** BEGIN Quoted passage **
Morality and Default Mode

The brain’s “default mode network” activates when we are not thinking about our immediate external environment. It is associated with introspection and mindfulness — inwardly focused thoughts. Moral reasoning skills like empathy, self-understanding, abstract thinking, memory, and divergent thinking happen in default mode.

Some research evidence on the default mode of the brain suggests that there may be a connection with moral reasoning and emotion. However, emotions may come before reasoning. For instance, a reflective pause after a particularly emotional experience may activate the default mode of the brain. Researchers have begun exploring how our brain’s default mode might be impacted by technology, especially social media. Some research evidence has shown that social media use may activate parts of the brain that are externally focused, rather than the default mode that is centered on the internal. However, researchers have found some benefits of social media use. For example, the ability to connect across geographic and cultural boundaries is seen as a way to promote social reflectiveness and social responsibility

In the book Disconnected: Youth, New Media, and the Ethics Gap, researcher Carrie James explored the moral dilemmas that youth face in using digital and networked technologies. Using findings from the Good Play Project at Harvard University, James points to the distinct qualities of networked technologies that can lead to moral dilemmas. For instance, networked technologies:

  • are participatory
  • are text-based, asynchronous, and sometimes anonymous, keeping interactions at “arm’s length”
** END Quoted passage **
** BEGIN Recorded information **
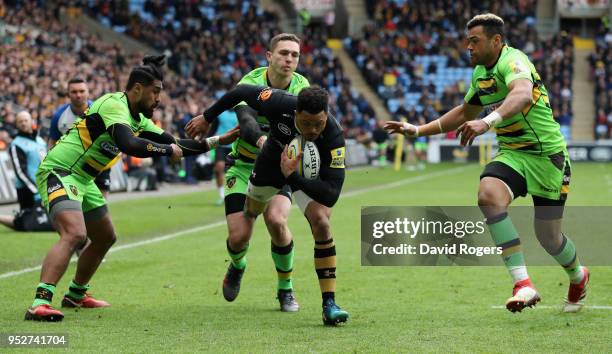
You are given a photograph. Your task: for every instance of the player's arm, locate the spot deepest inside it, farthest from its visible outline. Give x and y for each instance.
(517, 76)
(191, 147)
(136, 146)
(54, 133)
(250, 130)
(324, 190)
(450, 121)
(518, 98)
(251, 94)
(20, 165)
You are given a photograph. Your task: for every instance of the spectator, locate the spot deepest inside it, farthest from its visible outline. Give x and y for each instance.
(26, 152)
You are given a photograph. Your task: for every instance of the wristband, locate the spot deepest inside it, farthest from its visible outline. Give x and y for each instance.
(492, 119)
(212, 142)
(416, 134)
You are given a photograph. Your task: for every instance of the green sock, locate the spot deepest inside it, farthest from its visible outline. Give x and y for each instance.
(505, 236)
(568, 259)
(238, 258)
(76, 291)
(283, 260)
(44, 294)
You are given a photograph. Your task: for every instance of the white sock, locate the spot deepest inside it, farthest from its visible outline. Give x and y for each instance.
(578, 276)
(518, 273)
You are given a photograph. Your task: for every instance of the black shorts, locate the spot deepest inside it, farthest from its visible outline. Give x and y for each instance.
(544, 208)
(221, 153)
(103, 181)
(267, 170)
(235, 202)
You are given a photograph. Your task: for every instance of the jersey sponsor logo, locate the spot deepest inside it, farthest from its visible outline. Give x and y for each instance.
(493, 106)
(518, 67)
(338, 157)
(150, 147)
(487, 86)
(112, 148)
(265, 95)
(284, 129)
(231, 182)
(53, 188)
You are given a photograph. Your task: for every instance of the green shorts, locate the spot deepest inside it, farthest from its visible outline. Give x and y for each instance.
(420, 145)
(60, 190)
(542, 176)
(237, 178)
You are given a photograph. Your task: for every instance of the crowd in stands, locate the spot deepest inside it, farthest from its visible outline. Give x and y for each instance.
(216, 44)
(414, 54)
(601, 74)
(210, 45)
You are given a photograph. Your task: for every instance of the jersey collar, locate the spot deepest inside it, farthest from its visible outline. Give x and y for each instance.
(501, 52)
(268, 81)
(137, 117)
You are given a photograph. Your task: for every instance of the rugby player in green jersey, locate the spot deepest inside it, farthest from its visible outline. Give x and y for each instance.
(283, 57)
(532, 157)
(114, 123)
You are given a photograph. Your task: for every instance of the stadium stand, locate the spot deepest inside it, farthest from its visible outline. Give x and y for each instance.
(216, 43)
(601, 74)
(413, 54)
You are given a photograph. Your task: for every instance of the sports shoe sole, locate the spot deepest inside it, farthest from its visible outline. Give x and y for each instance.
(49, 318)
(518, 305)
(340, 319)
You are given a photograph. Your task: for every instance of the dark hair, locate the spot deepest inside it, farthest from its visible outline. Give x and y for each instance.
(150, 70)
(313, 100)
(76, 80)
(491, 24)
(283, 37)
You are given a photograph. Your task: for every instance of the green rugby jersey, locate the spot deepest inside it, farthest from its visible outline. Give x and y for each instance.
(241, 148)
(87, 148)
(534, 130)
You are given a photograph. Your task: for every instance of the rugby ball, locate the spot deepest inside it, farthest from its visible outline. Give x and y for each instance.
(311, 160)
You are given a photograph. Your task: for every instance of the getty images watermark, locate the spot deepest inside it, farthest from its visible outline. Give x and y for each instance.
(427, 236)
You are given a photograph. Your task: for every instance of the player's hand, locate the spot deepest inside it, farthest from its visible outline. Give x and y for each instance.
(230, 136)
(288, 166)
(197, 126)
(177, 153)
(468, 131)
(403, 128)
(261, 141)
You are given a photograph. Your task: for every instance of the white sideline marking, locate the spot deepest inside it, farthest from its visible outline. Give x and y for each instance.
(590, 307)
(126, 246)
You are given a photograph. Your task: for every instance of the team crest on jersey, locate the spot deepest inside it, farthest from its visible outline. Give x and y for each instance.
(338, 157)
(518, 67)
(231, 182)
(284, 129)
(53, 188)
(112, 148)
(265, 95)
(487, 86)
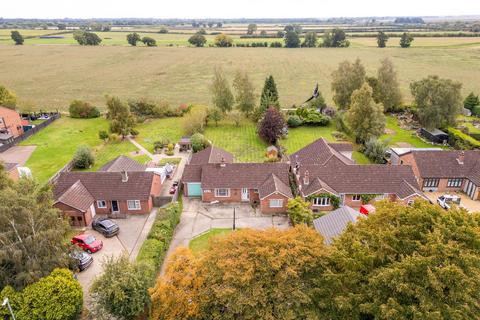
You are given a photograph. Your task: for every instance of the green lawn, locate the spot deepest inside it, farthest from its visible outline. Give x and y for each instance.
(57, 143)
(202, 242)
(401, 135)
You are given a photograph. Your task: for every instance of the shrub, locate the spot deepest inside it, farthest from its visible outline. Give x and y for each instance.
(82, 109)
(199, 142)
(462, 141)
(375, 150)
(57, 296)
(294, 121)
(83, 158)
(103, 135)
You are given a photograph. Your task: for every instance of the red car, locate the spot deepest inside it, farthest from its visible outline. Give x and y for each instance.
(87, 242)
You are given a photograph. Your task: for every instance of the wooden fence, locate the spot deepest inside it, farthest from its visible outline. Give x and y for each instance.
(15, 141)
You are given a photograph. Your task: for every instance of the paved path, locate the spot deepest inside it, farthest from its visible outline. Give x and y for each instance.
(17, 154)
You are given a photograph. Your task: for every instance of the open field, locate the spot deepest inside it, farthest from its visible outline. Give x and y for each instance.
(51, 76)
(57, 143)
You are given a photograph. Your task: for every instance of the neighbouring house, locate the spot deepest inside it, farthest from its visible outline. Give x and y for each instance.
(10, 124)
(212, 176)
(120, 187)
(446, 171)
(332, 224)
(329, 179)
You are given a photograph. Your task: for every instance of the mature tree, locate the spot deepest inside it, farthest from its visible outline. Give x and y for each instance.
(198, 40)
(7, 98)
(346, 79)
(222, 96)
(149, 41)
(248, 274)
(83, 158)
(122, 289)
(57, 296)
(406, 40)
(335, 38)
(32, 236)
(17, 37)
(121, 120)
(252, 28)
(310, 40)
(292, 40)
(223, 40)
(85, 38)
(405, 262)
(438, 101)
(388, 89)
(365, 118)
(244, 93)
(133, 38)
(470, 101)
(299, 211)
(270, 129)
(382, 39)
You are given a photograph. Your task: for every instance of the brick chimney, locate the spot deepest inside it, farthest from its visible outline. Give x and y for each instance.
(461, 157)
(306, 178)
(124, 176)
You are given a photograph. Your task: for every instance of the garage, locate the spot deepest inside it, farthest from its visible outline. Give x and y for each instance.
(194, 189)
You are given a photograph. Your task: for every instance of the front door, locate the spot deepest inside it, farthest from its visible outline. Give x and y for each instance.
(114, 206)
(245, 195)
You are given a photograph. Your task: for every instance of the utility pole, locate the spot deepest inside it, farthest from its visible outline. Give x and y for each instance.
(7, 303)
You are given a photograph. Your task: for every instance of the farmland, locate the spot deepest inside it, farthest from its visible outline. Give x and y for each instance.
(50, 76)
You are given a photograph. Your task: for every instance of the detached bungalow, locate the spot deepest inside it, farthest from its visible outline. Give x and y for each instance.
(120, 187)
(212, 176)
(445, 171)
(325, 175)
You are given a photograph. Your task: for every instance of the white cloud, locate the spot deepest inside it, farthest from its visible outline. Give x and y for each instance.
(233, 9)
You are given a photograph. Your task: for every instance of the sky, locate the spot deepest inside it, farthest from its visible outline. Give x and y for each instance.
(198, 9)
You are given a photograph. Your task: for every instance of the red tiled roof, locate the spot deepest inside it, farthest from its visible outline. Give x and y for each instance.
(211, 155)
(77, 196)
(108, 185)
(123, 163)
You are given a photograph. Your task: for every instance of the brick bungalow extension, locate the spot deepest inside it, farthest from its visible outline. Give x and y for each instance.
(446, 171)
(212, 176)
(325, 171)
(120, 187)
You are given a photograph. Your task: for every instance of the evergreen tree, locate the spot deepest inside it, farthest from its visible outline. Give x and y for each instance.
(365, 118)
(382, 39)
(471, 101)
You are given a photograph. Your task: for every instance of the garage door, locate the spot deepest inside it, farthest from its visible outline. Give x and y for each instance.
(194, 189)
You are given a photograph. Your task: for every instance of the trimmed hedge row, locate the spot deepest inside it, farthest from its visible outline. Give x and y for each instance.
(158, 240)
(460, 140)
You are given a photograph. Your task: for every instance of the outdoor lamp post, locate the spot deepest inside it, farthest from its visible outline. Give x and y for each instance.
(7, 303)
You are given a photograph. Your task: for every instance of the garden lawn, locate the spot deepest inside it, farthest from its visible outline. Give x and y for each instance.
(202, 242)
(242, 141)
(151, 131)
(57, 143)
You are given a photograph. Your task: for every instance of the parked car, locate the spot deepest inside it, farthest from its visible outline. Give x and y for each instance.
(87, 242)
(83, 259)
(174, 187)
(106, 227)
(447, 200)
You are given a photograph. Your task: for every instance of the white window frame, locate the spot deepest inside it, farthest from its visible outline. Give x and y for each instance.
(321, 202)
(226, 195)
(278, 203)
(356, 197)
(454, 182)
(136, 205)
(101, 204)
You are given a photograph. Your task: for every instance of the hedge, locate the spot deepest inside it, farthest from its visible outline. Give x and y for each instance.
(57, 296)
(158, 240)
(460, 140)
** END Recorded information **
** BEGIN Recorded information **
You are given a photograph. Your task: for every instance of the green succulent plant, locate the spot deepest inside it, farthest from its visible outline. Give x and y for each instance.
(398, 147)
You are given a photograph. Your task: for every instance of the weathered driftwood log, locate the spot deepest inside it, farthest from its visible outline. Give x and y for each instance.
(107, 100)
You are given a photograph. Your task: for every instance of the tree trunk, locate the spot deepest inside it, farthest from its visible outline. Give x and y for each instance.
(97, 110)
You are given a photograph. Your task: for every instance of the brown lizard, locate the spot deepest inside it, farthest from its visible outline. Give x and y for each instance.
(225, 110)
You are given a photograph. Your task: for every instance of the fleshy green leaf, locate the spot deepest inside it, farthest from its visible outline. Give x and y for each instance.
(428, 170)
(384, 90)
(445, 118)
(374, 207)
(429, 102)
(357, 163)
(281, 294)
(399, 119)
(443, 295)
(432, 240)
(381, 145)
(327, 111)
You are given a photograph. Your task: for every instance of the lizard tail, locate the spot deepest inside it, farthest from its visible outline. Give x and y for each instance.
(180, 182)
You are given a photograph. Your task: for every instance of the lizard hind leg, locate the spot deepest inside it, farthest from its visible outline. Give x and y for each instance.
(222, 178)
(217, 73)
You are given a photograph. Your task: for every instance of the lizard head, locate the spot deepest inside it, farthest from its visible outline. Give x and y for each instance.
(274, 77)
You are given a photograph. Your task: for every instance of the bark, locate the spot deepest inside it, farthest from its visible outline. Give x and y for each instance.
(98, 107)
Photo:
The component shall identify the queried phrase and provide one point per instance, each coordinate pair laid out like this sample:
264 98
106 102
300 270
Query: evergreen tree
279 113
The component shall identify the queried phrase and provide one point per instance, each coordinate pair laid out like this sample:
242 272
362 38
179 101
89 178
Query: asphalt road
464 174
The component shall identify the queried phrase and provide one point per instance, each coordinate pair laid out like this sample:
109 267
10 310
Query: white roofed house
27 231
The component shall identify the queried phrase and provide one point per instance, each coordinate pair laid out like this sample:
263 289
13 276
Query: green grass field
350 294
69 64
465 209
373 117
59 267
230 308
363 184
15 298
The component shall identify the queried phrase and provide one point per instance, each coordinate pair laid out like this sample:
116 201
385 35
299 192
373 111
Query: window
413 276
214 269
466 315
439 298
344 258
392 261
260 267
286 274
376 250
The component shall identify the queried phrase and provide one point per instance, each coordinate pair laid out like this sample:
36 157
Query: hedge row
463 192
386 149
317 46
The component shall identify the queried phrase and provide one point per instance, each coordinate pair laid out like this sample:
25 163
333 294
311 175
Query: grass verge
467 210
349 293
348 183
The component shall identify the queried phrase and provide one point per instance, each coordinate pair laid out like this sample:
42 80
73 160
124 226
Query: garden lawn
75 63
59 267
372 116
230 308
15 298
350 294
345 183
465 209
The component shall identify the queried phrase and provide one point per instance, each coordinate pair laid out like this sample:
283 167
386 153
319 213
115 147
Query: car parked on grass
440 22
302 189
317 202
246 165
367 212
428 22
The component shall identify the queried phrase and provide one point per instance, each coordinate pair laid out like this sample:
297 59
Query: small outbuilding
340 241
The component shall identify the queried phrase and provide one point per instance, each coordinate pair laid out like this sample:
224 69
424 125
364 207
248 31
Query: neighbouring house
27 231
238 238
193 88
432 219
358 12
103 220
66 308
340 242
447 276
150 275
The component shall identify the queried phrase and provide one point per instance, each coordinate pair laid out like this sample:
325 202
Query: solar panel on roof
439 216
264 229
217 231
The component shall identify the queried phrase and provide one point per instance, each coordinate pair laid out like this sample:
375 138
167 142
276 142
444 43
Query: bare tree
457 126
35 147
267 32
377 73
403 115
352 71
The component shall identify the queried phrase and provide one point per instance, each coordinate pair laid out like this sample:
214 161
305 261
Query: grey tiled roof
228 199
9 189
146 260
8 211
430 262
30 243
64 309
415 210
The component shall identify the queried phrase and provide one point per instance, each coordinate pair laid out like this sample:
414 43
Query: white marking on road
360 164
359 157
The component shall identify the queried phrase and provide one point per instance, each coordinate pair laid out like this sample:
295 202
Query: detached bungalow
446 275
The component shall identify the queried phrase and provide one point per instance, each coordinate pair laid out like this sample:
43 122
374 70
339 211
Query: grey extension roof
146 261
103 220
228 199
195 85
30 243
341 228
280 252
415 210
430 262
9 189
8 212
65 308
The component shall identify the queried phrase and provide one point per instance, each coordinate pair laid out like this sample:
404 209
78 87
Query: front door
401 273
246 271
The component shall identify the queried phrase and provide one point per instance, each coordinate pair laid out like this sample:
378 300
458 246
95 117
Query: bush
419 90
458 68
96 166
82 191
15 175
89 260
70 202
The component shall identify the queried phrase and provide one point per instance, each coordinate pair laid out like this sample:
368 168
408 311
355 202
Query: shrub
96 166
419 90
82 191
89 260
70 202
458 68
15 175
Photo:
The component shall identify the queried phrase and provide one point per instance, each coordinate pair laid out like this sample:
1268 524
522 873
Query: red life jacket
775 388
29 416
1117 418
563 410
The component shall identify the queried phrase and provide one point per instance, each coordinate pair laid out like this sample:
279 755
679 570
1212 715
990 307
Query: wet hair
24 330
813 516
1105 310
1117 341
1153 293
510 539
** END Recorded information **
> [Problems and tasks]
1 - Repeat word for word the part of the morality and default mode text between "Morality and Default" and "in default mode.", inclusive.
2 - According to the morality and default mode text, when does the brain's default mode network activate?
The listing is separate from the morality and default mode text.

> [Solutions to the problems]
1 -
Morality and Default Mode

The brain’s “default mode network” activates when we are not thinking about our immediate external environment. It is associated with introspection and mindfulness — inwardly focused thoughts. Moral reasoning skills like empathy, self-understanding, abstract thinking, memory, and divergent thinking happen in default mode.

2 - It activates when we are not thinking about our immediate external environment.